INSTRUCTIONS TO FOLLOW: With nothing added and nothing dropped, write out all of the entries below.

Extracted records:
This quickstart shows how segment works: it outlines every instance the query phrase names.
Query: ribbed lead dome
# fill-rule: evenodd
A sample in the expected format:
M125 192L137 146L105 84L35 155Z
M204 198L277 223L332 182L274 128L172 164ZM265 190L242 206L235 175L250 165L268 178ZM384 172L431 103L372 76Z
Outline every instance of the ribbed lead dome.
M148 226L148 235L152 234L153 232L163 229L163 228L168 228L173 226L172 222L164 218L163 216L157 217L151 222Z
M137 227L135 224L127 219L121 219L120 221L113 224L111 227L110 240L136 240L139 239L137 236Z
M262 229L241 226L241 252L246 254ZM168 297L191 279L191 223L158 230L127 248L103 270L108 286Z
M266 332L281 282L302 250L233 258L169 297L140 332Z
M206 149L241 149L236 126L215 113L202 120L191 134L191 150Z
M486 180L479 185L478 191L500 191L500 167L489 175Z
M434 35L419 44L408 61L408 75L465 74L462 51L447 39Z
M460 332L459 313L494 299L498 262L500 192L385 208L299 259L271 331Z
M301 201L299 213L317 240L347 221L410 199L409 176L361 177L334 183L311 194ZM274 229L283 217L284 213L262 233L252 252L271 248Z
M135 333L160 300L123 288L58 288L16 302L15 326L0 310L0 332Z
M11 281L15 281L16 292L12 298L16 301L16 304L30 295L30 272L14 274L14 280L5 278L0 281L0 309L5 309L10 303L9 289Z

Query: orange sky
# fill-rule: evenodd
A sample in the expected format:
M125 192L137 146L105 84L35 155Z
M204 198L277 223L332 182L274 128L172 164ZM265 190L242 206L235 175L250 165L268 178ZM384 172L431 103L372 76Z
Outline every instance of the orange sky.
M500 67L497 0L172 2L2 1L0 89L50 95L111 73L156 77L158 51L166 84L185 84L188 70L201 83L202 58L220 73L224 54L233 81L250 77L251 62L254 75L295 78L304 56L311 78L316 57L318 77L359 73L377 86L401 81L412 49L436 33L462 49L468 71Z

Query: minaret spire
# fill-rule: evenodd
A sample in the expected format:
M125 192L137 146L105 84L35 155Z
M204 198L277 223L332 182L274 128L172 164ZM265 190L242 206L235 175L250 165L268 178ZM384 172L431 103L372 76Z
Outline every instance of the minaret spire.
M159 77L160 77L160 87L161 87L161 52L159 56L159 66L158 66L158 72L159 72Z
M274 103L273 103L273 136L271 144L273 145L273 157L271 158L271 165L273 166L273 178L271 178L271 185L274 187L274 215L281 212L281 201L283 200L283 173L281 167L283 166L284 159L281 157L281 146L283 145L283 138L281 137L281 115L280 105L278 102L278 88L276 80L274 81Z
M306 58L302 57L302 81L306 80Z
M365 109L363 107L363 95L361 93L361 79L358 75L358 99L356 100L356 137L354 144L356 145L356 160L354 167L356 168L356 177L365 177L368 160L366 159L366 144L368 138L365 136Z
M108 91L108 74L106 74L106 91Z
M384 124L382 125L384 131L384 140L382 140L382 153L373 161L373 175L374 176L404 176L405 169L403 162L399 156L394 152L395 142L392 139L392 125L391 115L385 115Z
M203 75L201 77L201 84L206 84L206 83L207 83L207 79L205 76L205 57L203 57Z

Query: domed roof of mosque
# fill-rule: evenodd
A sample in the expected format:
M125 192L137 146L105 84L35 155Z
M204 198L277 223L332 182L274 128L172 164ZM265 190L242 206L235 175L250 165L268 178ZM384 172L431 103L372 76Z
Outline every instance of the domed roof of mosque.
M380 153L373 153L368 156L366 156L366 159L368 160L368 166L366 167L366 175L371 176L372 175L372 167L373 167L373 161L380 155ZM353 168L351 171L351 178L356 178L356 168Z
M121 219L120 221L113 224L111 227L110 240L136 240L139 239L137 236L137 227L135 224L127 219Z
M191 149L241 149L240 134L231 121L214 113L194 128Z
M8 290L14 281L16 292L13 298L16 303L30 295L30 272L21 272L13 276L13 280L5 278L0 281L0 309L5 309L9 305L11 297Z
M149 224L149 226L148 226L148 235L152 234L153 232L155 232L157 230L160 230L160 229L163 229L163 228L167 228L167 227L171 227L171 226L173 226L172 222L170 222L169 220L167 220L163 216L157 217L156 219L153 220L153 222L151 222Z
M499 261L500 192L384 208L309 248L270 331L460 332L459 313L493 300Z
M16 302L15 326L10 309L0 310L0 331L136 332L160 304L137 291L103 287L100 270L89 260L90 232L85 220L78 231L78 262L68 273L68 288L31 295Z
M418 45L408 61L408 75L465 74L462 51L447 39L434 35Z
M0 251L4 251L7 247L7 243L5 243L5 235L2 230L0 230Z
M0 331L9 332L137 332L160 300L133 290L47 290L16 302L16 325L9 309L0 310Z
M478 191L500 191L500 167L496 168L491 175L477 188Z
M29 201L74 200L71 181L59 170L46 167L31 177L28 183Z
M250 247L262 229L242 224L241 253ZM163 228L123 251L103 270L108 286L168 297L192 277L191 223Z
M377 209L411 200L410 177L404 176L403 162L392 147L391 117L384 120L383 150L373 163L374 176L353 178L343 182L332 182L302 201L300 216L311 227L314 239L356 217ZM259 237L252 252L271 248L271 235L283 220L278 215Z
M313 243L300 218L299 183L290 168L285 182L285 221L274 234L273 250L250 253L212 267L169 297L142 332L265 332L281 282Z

SOLUTION FOR THIS PROBLEM:
This quickstart shows how segment works: it outlines every instance the query phrase names.
Query: ribbed lead dome
# fill-rule: evenodd
A sample in the expected format:
M125 192L137 146L105 84L35 155Z
M204 198L277 223L332 182L274 128L172 164ZM265 190L242 206L235 175L250 165L268 178ZM384 172L431 103L372 76Z
Outline every instance of the ribbed lead dome.
M148 226L148 235L152 234L153 232L163 229L163 228L168 228L173 226L172 222L164 218L163 216L157 217L151 222Z
M137 227L135 224L127 219L121 219L120 221L113 224L111 227L110 240L136 240L139 239L137 236Z
M262 229L241 226L241 252L246 254ZM168 297L191 279L191 223L158 230L127 248L103 270L108 286Z
M266 332L281 282L302 250L233 258L169 297L140 332Z
M206 149L241 149L236 126L215 113L202 120L191 134L191 150Z
M486 180L479 185L478 191L500 191L500 167L489 175Z
M434 35L419 44L408 61L408 75L465 74L462 51L447 39Z
M460 332L459 313L494 299L498 262L500 192L385 208L299 259L271 331Z
M301 201L299 213L317 240L347 221L410 199L409 176L361 177L334 183L311 194ZM274 229L283 217L284 213L262 233L252 252L271 248Z
M135 333L160 300L123 288L58 288L16 302L15 326L0 310L0 332Z
M11 281L15 281L16 292L12 298L16 301L16 304L30 295L30 272L14 274L14 280L5 278L0 281L0 309L5 309L10 303L9 289Z

Query: orange sky
# fill-rule: evenodd
A sample in the expected format:
M125 192L137 146L105 84L35 155Z
M204 198L277 223L332 182L274 128L172 164ZM265 190L242 206L235 175L250 165L268 178ZM384 172L431 103L372 76Z
Outline every instance of the orange sky.
M500 67L497 0L172 2L2 1L0 89L50 95L111 73L156 77L158 51L166 84L185 84L188 70L201 83L202 58L220 73L224 54L233 81L250 77L251 62L254 75L295 78L304 56L311 78L316 57L318 77L359 73L377 86L401 81L412 49L436 33L462 49L468 71Z

Query: minaret spire
# fill-rule: evenodd
A sample in the expected format:
M125 192L137 146L105 84L35 155Z
M204 198L277 223L332 182L274 128L172 164ZM265 190L242 206L235 175L250 165L268 178ZM384 172L431 103L372 76Z
Outline every instance of the minaret spire.
M159 77L160 77L160 87L161 87L161 52L159 56L159 66L158 66L158 72L159 72Z
M274 103L273 103L273 136L271 144L273 145L273 157L271 158L271 165L273 166L273 178L271 178L271 185L274 187L274 215L281 212L281 201L283 200L283 173L281 167L283 166L284 159L281 157L281 146L283 145L283 138L281 137L281 115L280 105L278 102L278 88L276 80L274 81Z
M306 58L302 57L302 81L306 80Z
M365 109L363 107L363 95L361 93L361 79L358 75L358 99L356 100L356 137L354 144L356 145L356 160L354 167L356 168L356 177L365 177L368 160L366 159L366 144L368 138L365 136Z
M108 91L108 74L106 74L106 91Z
M384 124L382 125L384 131L384 140L382 140L382 153L373 161L373 175L374 176L404 176L405 169L403 162L399 156L394 152L395 142L392 139L392 125L391 115L385 115Z
M203 75L201 77L201 84L206 84L206 83L207 83L207 79L205 76L205 57L203 57Z

Query: domed roof of mosque
# fill-rule: evenodd
A sample in the expected format:
M125 192L137 146L105 84L35 155Z
M204 198L277 223L332 182L274 128L172 164ZM265 190L242 206L235 175L250 165L268 178ZM384 172L431 103L372 76Z
Outline every instance of the domed roof of mosque.
M380 153L373 153L368 156L366 156L366 159L368 160L368 166L366 167L366 175L371 176L372 175L372 167L373 167L373 161L380 155ZM353 168L351 171L351 178L356 178L356 168Z
M121 219L120 221L113 224L111 227L110 240L136 240L139 239L137 236L137 227L135 224L127 219Z
M191 149L241 149L240 134L231 121L214 113L194 128Z
M8 290L14 281L16 292L13 298L16 303L30 295L30 272L21 272L13 276L13 280L5 278L0 281L0 309L5 309L9 305L11 297Z
M149 224L149 226L148 226L148 235L152 234L153 232L155 232L157 230L160 230L160 229L163 229L163 228L167 228L167 227L171 227L171 226L173 226L172 222L170 222L169 220L167 220L163 216L157 217L156 219L153 220L153 222L151 222Z
M499 261L500 192L384 208L309 248L270 331L460 332L459 313L493 300Z
M16 302L15 326L10 309L0 310L0 331L136 332L160 304L137 291L103 287L100 270L89 260L90 232L85 220L78 231L78 262L68 273L68 288L31 295Z
M418 45L408 61L408 75L465 74L462 51L447 39L434 35Z
M0 251L4 251L7 247L7 243L5 243L5 235L2 230L0 230Z
M0 331L9 332L137 332L160 300L133 290L47 290L16 302L16 325L9 309L0 310Z
M478 191L500 191L500 167L496 168L491 175L477 188Z
M29 201L74 200L71 181L59 170L46 167L31 177L28 183Z
M250 247L262 229L242 224L241 253ZM163 228L123 251L103 270L108 286L168 297L192 277L191 223Z
M377 209L411 200L410 177L404 176L403 162L392 147L391 117L384 120L383 150L373 163L374 176L353 178L343 182L332 182L302 201L300 216L311 227L314 239L356 217ZM259 237L252 252L271 248L271 235L283 220L278 215Z
M313 243L300 218L299 183L290 168L285 182L285 221L274 234L273 250L250 253L212 267L169 297L142 332L265 332L281 282Z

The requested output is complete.